Requirements
Rescale these lines by rewriting all of them, requests included, with every coordinate in the answers multiplied by 2.55 and rounded to a whole number, halves rounding up. Could you also leave the pictures out of your answer?

(Coordinate labeling data)
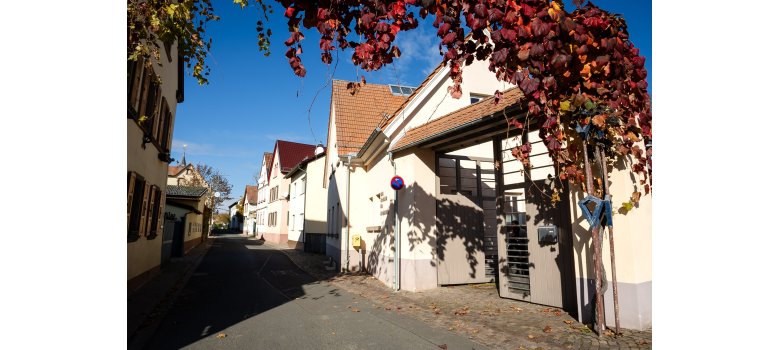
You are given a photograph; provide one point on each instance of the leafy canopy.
(580, 75)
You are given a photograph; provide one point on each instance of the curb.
(140, 339)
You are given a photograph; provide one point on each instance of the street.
(245, 295)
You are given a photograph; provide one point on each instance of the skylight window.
(401, 90)
(478, 97)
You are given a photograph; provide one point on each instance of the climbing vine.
(580, 75)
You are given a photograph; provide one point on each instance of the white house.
(250, 210)
(468, 212)
(262, 193)
(308, 201)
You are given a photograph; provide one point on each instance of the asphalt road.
(258, 299)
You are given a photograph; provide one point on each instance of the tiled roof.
(174, 170)
(303, 163)
(458, 118)
(185, 191)
(409, 99)
(290, 153)
(251, 194)
(267, 157)
(360, 114)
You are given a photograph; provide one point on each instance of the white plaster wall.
(296, 206)
(316, 198)
(143, 254)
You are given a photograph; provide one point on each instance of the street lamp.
(215, 195)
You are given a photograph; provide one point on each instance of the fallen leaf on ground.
(462, 311)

Written answer
You are given a photograph; provide one point on each instance of the leafy canopy.
(1479, 191)
You are given a photograph; provide one point on each instance of the curb.
(357, 864)
You are given a photograph; provide one point on each instance of the street.
(625, 752)
You are given a photograph; provide one point on each instance of the skylight window.
(1023, 230)
(1219, 247)
You are given a photograph; provide one point on each instance of the climbing vine.
(1479, 191)
You are given a photograph; provide one point on each instance of the white house.
(638, 536)
(1193, 541)
(668, 492)
(785, 513)
You are given a photograph; provide one point on each instance of the asphalt road.
(658, 762)
You are given a photograph; provide one point on each instance of the tiled roof.
(444, 434)
(773, 416)
(1168, 301)
(472, 487)
(1043, 252)
(740, 390)
(640, 495)
(681, 400)
(918, 291)
You are given a photograph; provide one point on each instance of the white plaster wall.
(755, 525)
(806, 505)
(365, 648)
You are given a photograph; provide one point on each instance of the street lamp.
(548, 497)
You are given a photograph; provide one point on each instance of the fallen leaf on ground.
(1178, 793)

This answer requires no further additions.